# GIVEN EXERCISE:
Lay out the records below as a two-column CSV with the columns label_text and points. Give one row per record, with its text and its answer each in a single quoted field and line breaks turned into spaces, and leave the pictures out.

-- Start EXERCISE INPUT --

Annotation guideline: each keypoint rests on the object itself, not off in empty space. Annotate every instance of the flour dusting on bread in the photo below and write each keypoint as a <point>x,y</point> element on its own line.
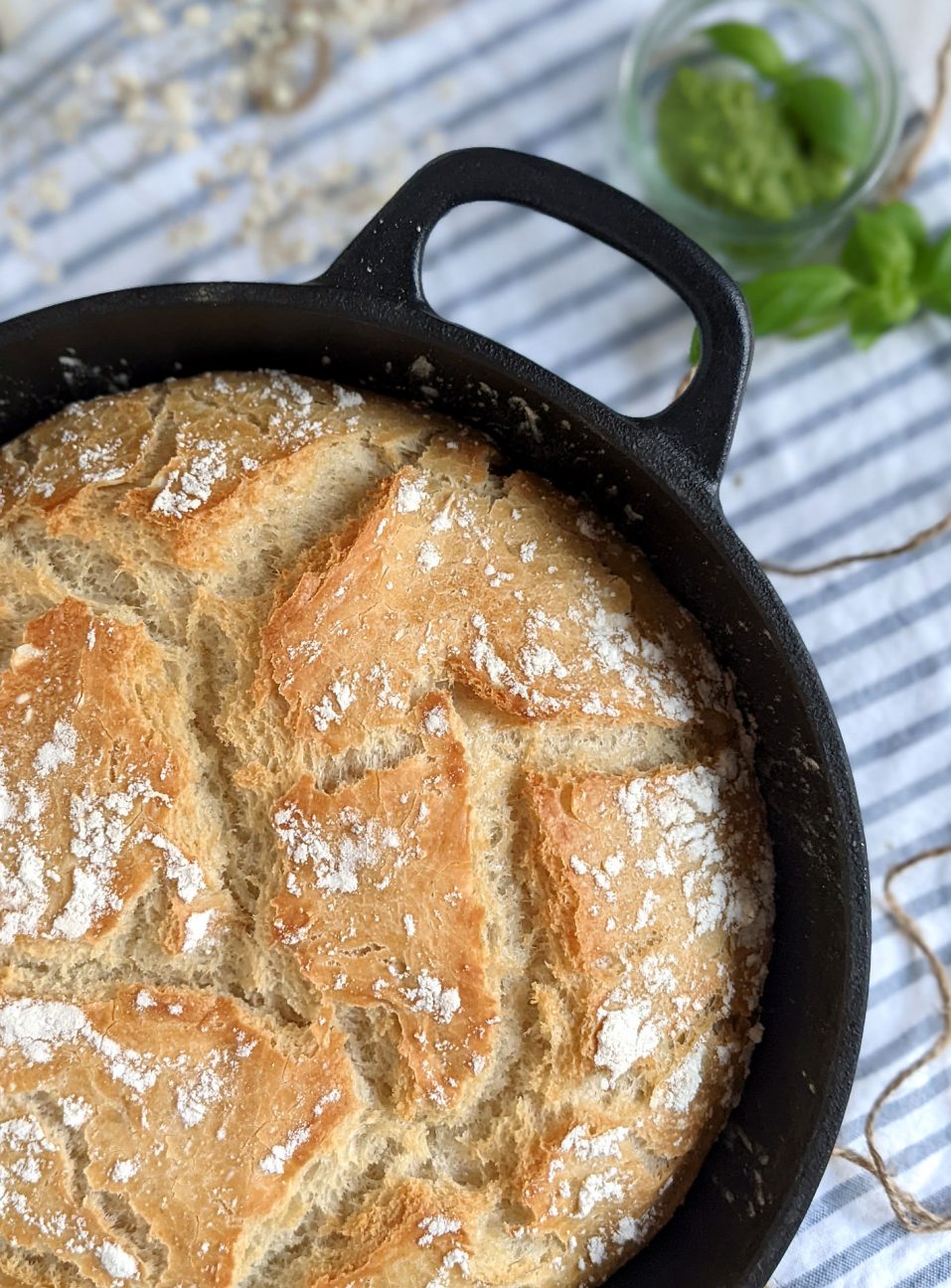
<point>385,887</point>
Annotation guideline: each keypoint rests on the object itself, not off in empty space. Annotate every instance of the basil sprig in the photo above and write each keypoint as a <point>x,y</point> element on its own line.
<point>822,109</point>
<point>888,272</point>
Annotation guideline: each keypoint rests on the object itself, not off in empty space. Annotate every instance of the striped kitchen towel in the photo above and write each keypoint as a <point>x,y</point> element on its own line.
<point>125,156</point>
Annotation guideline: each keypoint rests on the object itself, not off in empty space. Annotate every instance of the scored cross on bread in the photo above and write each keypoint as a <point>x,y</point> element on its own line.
<point>191,1110</point>
<point>381,905</point>
<point>502,588</point>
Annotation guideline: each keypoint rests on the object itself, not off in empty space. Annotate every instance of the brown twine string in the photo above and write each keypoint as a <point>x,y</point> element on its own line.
<point>912,1214</point>
<point>930,121</point>
<point>919,539</point>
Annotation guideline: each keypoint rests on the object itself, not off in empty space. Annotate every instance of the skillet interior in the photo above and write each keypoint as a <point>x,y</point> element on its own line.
<point>756,1183</point>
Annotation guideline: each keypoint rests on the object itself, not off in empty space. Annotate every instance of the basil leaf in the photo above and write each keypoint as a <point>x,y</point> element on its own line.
<point>934,274</point>
<point>828,114</point>
<point>906,218</point>
<point>880,246</point>
<point>752,46</point>
<point>879,308</point>
<point>794,296</point>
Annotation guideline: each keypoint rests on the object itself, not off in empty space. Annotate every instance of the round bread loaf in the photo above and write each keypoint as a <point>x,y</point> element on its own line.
<point>385,887</point>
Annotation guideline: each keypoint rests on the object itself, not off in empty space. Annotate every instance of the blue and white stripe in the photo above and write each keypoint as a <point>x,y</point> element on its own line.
<point>835,452</point>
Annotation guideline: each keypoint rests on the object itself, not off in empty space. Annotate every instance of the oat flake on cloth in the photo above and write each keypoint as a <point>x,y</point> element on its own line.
<point>126,157</point>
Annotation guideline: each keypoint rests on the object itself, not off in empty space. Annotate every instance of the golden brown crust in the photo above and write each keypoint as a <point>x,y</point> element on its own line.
<point>379,903</point>
<point>385,891</point>
<point>443,579</point>
<point>85,447</point>
<point>412,1234</point>
<point>188,1109</point>
<point>656,892</point>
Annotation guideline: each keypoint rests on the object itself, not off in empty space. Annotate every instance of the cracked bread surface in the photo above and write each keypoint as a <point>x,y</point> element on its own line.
<point>386,894</point>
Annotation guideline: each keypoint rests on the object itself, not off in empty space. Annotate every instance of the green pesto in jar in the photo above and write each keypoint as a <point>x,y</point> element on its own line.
<point>732,147</point>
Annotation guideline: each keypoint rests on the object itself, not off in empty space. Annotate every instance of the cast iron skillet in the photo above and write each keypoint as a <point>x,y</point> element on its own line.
<point>365,321</point>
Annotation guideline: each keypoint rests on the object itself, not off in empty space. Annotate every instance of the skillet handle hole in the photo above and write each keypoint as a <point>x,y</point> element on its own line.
<point>562,299</point>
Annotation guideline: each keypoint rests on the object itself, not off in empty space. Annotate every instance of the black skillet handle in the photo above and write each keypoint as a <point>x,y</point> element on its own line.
<point>387,257</point>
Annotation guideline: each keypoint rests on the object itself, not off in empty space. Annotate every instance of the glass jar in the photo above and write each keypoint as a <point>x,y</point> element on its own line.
<point>835,38</point>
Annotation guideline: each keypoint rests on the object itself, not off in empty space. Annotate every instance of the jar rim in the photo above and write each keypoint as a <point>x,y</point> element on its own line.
<point>859,23</point>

-- End EXERCISE INPUT --

# EXERCISE OUTPUT:
label_text,points
"Annotation guideline: each keypoint rests on the object itself, not off in empty space. Annotate every instance of the flour dusting on bread in the photo below and write each keypoint as a <point>x,y</point> element on its own line.","<point>385,887</point>"
"Annotation guideline: each keypoint rests on the object itself, not off in empty space. Annotate every instance of the basil sprig in the photo above and write each keypoint as a <point>x,y</point> element on its own line.","<point>822,109</point> <point>888,272</point>"
"Annotation guideline: each keypoint rests on the object itself, not off in empty space. Annotate every instance of the striped kitchen towel in the photo above and write each keypoint as a <point>x,y</point> element on its own line.","<point>125,156</point>"
"Annotation guideline: each keypoint rests on the object itself, not off in empty space. Annotate every instance of the scored cross on bread in the photo above and write each keypoint as a <point>x,y</point> element on its own line.","<point>191,1110</point> <point>381,905</point> <point>502,588</point>"
"Annotation guideline: each keypoint rests on the object itself, not off in empty space. Annotate every instance of the brown twine string in the photo above and write each keypoint as a <point>x,y</point> element on its own line.","<point>912,1214</point> <point>930,121</point> <point>919,539</point>"
"Annotation guideline: each keypoint rests on the object itself, not off in empty space. Annotate every instance of the skillet interior in the photo above and write each keypoint as a <point>x,y</point> element on its own line.","<point>756,1183</point>"
"Annotation guideline: each keypoint rests on the object itself, not off in empty space. Annotate every instance of the basil leaf in the photo above and write each keypoint as a <point>x,y</point> element on its own line.","<point>934,274</point> <point>828,114</point> <point>906,218</point> <point>880,246</point> <point>752,46</point> <point>879,308</point> <point>794,296</point>"
"Annotation guideline: each keypoint rests on the object itself, not off in empty space. Annotate every instance of the round bread loaf in the photo above and write each keypoint as a <point>x,y</point> element on its own line.","<point>385,887</point>"
"Annotation guideline: each keypoint rests on the object itself, not off in empty space. Annotate every instance of the blue and white stripe in the photo above and write each keypoint as a <point>x,y</point> element on its own line.","<point>835,452</point>"
"Annotation guideline: each keypoint rests on the object itself, not off in empty space. Annotate every instance of the oat flake on cloth in the photo above and write each keypoint as a <point>x,y</point> element on its own line.","<point>126,157</point>"
"Annotation guideline: each keypoint rests on the object itself, not off in empty space. Annotate every instance of the golden brown crust in the photo above and write each keypoint as a <point>x,y</point> element on its own line.","<point>379,903</point> <point>385,891</point> <point>443,579</point> <point>85,447</point> <point>412,1234</point> <point>188,1109</point> <point>656,892</point>"
"Annotation guideline: each keypoint rests on the object itself, not off in empty space. Annotate every instance of the cracked bread surface in the photo above and write each keypoint as a <point>x,y</point> element on its own line.","<point>386,894</point>"
"Annotation guideline: each keypoint rests on the object itself, not off in empty space. Annotate every instance of the green pesto in jar in the photo above and write each keypoint as a <point>x,y</point> element on its own line.","<point>732,147</point>"
"Annotation guideline: each keypoint rests on the object itself, not off in empty space. Annotate every instance of the cast iron skillet in the photo above and write each keypoint as a <point>x,y</point> element on its own line.","<point>365,321</point>"
"Annotation guideline: each keypoint rests on the object itself, not off in empty space. Annotate every instance of the skillet handle hole in the photo above and write each keypoint as a <point>x,y</point> element on its own line.","<point>562,299</point>"
"Annotation guideline: each keypoint rests on the object itself, not off in empty space. Annotate every instance of the black skillet handle in the photo above and write each keypoint as a <point>x,y</point> element on its own line.","<point>387,257</point>"
"Annotation guideline: each keypoint rests on the object itself, not off in empty space. Annotate every instance of the glass jar in the photo above and write each keypoint as a <point>x,y</point> element on its own line.","<point>835,38</point>"
"Annotation guideline: each keypoint rests on the object itself, not off in empty space. Annotate every instance of the jar rim in the photo above and write each keypoint as a <point>x,y</point> element on its own line.","<point>859,23</point>"